BRANO SCELTO
============================================================
Laureato in pittura con il massimo dei voti allʼAccademia di belle Arti, ha iniziato da giovanissimo a partecipare a mostre d’arte e festival di cinema, distinguendosi da subito per capaci-tà ed estro.
E’ stato allievo del maestro americano d’arte contemporanea Allan Kaprow.
Nella sua carriera, più che trentennale, ha curato la regia di spettacoli teatrali, sfilate di moda, spot televisivi, cortometraggi e documentari, ed ha partecipato a numerose mostre di arte contemporanea in Italia e all’estero vincendo prestigiosi premi come l’edizione 1998 del Premio Marche -Biennale di Arte Contemporanea
di Ancona.
Oggi ha fondato la Inkal Comunicazione e continua con successo a lavorare a numerosi progetti creativi.
Introduzione
Due autori decidono un’avventura comune che darà inizio a un sodalizio, anche futuro, dedicandosi a un’impresa veramente impegnativa, un saggio su Mithra.
Sarà un lungo lavoro di studio e ricerca, per evitare di cadere nel banale o peggio, nel dejà vu.
Ci vorranno mesi di studio e la nostra curiosità potrà portarci a rivedere parti o addirittura a riscriverle di sana pianta.
L’argomento non è semplice, siamo consapevoli del rischio, anche perché non siamo i primi e non saremo gli ultimi a misurarci. Probabilmente non saremo esaustivi, ma affronteremo l’argomento con rigore e anche con grande entusiasmo.
Ringraziamo il nostro editore, Mauro Garbuglia, e le Edizioni Nisroch per la rinnovata fiducia accordataci e vi auguriamo una buona lettura.
Alessandra Piccinini e Maurizio Antonio De Pascalis
1. Mithra tra filosofia e religione
Per molti anni il mitraismo è rimasto fuori dall’interesse culturale sud europeo e italiano.
Nel nostro Paese l’interesse per Mithra è dovuto soprattutto all’opera di Ugo Bianchi [1] e della cosiddetta «scuola italiana», il cui contributo è stato particolarmente rilevante sul tema della natura dei misteri, specialmente negli ultimi decenni.
A lui si deve forse lo sforzo più intenso e meticoloso di categorizzare il mitraismo nel contesto dei culti misterici e della religione antica.
L'intento essenziale dei suoi studi è quello di valutare il culto nel quadro dei culti e degli dèi coevi al fine di evidenziare gli aspetti che lo accomunano e quelli che lo differenziano da essi, per caratterizzarne meglio la specifica natura.
L'obbiettivo di Bianchi è stato quello di definire il mitraismo il più accuratamente possibile nel quadro di riferimento e di una tipologia delle religioni dell'antichità come «mistiche», «misteriche» o «misteriosofiche», esplorando la peculiare «vicissitudine» (storia) del dio oggetto il culto in rapporto alla umana vicissitudine di iniziazione, salvezza e ascensione cosmica.
============================================================
DATI RIPORTATI
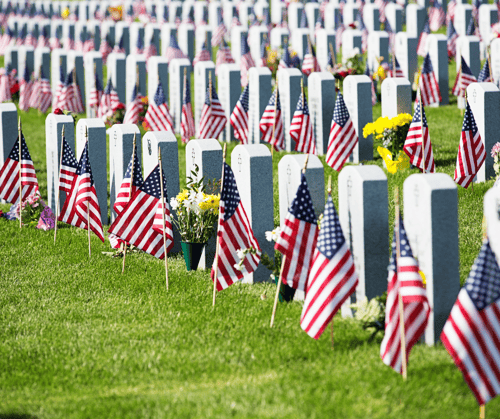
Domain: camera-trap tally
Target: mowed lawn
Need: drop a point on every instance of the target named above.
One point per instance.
(78, 339)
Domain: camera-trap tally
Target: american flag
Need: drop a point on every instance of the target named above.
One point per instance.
(298, 238)
(271, 123)
(471, 333)
(239, 117)
(234, 233)
(246, 60)
(418, 133)
(343, 137)
(471, 152)
(485, 74)
(140, 222)
(82, 198)
(158, 116)
(220, 31)
(429, 87)
(130, 183)
(173, 50)
(134, 108)
(213, 118)
(333, 277)
(452, 36)
(310, 63)
(422, 42)
(9, 174)
(301, 128)
(187, 122)
(464, 78)
(25, 90)
(406, 283)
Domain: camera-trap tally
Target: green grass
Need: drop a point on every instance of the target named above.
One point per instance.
(80, 340)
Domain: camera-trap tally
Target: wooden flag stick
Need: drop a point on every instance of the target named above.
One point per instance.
(59, 186)
(217, 246)
(283, 261)
(400, 298)
(129, 196)
(163, 217)
(20, 133)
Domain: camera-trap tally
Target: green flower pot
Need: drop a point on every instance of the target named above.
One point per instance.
(192, 254)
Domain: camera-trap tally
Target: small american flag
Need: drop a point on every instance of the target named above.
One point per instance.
(429, 87)
(418, 133)
(332, 278)
(134, 108)
(239, 117)
(343, 137)
(158, 116)
(213, 118)
(471, 152)
(82, 198)
(9, 174)
(138, 223)
(126, 189)
(69, 164)
(271, 123)
(246, 60)
(234, 233)
(298, 238)
(187, 122)
(471, 333)
(301, 128)
(405, 280)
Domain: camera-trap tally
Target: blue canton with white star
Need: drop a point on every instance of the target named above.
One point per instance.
(302, 207)
(483, 284)
(229, 194)
(330, 238)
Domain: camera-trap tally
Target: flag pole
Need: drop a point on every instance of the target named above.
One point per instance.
(129, 197)
(20, 133)
(59, 188)
(163, 217)
(400, 298)
(216, 269)
(278, 285)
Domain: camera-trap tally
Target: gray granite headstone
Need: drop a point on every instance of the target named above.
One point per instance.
(121, 140)
(97, 156)
(431, 222)
(253, 170)
(321, 105)
(207, 155)
(357, 97)
(170, 166)
(363, 214)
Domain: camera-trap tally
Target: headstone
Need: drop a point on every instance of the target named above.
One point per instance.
(484, 101)
(396, 97)
(289, 88)
(357, 97)
(203, 70)
(259, 93)
(438, 51)
(167, 142)
(229, 92)
(207, 155)
(321, 89)
(364, 214)
(431, 222)
(97, 156)
(253, 170)
(176, 89)
(53, 138)
(121, 140)
(116, 69)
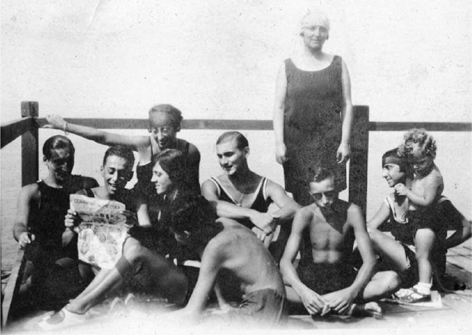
============================================================
COSA SI CHIEDE
- a) Individua nei record tutte le righe in cui compare la parola "headstone" e trascrivile.
- b) Prosegui il brano su Mithra a partire dalla sua ultima frase.
Il brano su Mithra e i record provengono da fonti distinte.

SOLUZIONI DELL'ESERCIZIO
- a)
Target: gray granite headstone
Target: headstone

- b)
Fondamentale è anche l’apporto di Robert Turcan (1929-2018), che, nel suo corposo " Recherches Mitriatiques" [2] esamina, oltre all’aspetto religioso, anche quello filosofico di Mithra, con l’ellenizzazione del culto, in particolare lo stretto rapporto che ebbe con gli insegnamenti platonici e con quelli misterici, e ancora con le concezioni stoiche e neo stoiche.
Nel mitraismo esiste un rilevante profilo astrologico, in particolare nella tauromachia (la scena dell’uccisione del toro) presente in tutti i mitrei.
Alex Von Pronay nel suo libro del 1991, " Un antico culto misterico tra religione e astrologia" [3] si è focalizzato proprio sugli aspetti astrologici della tauromachia, sui quali torneremo più avanti.
In questo libro cercheremo di comprendere l’essenza - o le essenze - del mitraismo, religione ancora in parte misteriosa, e indagheremo sulla simbologia mitraica sotto due profili, che vanno tenuti nettamente distinti ma che riteniamo entrambi ugualmente imprescindibili.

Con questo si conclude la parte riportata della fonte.